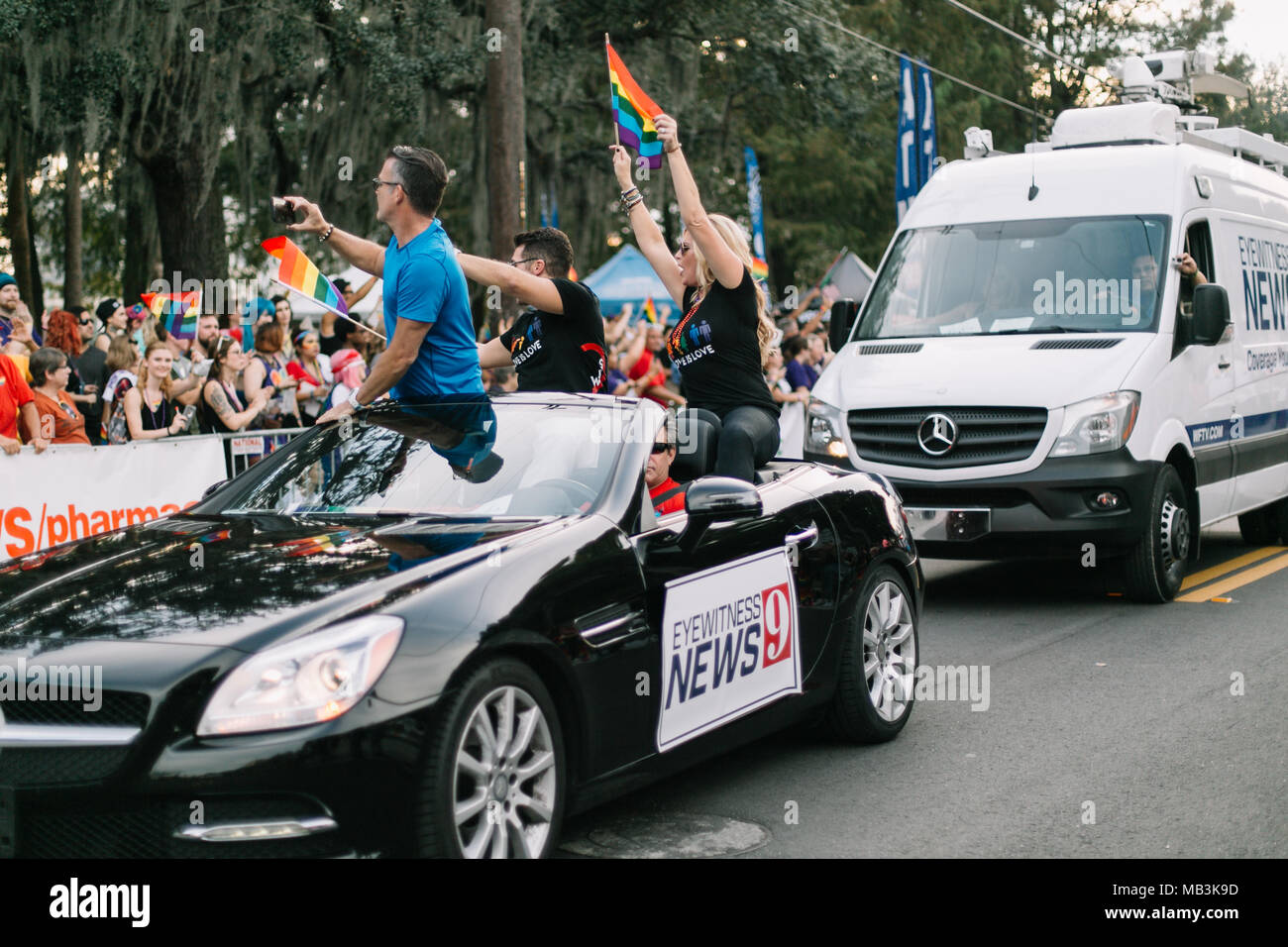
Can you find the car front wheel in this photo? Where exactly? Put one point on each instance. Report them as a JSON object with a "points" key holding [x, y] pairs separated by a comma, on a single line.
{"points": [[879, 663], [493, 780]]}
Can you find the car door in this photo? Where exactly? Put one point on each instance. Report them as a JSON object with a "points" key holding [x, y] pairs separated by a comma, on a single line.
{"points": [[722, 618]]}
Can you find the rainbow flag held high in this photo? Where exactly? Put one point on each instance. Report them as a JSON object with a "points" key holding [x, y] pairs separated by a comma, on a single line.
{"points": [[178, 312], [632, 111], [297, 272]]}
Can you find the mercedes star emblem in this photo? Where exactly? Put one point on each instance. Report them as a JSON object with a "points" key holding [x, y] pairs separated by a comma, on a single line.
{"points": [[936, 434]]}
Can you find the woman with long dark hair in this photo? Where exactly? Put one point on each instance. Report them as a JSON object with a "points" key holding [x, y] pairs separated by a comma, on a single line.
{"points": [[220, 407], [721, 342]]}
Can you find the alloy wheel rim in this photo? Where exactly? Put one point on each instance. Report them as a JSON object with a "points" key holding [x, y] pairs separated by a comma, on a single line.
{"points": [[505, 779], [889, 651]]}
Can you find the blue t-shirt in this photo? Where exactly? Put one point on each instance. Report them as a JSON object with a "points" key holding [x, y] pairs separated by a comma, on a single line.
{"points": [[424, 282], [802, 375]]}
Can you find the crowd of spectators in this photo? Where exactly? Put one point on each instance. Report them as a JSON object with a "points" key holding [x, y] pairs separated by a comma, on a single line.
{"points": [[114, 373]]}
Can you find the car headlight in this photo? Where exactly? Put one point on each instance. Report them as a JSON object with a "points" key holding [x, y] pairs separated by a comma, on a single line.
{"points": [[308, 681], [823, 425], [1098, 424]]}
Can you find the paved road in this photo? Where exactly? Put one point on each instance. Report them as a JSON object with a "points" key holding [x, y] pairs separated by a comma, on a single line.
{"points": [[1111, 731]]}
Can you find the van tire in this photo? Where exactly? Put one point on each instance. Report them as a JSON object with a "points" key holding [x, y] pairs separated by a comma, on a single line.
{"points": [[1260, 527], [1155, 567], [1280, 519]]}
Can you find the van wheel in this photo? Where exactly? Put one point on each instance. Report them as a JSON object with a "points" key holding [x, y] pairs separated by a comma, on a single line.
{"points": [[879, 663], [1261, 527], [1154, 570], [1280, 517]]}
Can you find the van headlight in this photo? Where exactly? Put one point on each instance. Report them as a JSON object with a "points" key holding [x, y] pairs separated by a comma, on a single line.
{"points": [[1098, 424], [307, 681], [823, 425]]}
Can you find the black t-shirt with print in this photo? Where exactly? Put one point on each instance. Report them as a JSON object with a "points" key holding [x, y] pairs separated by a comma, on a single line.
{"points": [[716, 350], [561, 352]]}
· · ·
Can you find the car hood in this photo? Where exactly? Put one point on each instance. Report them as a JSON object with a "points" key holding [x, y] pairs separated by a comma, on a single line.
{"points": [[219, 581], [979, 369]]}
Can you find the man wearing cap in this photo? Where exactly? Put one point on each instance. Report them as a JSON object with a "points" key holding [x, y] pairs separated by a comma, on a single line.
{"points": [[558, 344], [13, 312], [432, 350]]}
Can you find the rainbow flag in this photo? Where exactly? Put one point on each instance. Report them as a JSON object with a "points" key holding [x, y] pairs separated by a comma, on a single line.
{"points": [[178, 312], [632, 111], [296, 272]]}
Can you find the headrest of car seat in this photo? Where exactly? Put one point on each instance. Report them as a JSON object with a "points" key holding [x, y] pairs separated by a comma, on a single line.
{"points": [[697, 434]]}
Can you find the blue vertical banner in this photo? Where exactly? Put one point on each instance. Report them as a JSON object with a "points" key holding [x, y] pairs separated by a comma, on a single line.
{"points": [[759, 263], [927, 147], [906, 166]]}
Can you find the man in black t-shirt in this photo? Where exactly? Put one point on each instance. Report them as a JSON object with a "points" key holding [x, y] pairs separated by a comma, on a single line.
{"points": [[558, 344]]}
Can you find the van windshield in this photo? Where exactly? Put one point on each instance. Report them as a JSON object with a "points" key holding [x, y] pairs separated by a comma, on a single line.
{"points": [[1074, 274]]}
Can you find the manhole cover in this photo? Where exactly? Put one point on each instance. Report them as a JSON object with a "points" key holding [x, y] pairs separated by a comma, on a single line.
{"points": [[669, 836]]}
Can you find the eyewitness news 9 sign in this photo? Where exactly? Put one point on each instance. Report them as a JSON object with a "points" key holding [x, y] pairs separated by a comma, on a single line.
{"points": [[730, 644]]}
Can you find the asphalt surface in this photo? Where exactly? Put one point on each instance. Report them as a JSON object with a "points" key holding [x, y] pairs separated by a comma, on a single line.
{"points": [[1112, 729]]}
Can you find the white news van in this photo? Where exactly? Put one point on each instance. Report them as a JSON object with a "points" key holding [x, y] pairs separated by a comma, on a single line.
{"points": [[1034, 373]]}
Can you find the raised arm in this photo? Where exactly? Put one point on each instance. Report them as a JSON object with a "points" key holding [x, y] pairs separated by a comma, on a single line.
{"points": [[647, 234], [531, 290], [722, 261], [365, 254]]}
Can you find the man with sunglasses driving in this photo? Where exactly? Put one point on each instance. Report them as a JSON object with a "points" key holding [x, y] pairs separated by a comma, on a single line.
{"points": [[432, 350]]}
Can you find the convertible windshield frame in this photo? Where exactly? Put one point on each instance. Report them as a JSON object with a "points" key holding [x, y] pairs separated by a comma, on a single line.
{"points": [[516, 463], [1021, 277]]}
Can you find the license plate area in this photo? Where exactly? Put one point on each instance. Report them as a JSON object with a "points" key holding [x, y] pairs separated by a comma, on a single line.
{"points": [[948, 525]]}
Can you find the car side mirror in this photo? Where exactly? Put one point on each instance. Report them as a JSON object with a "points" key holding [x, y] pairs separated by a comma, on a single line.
· · ·
▶ **Requirement**:
Please copy the entries word for word, starting at the line that contains "Can you find the license" and ending at the line that contains "Can you find the car side".

▶ **Task response**:
Can you find the license plate area in this photo? Where exactly? Put one point on each instance. Report them as a JSON object with a "points" key holding [x, y] pairs separated by a comma, on a single line.
{"points": [[948, 525]]}
Can you find the car side mirror in this photo? Where exactly? Put one point on each instance. Report them as a JSON object with a "points" key holding [x, y] pairs separated by a comma, on a single line.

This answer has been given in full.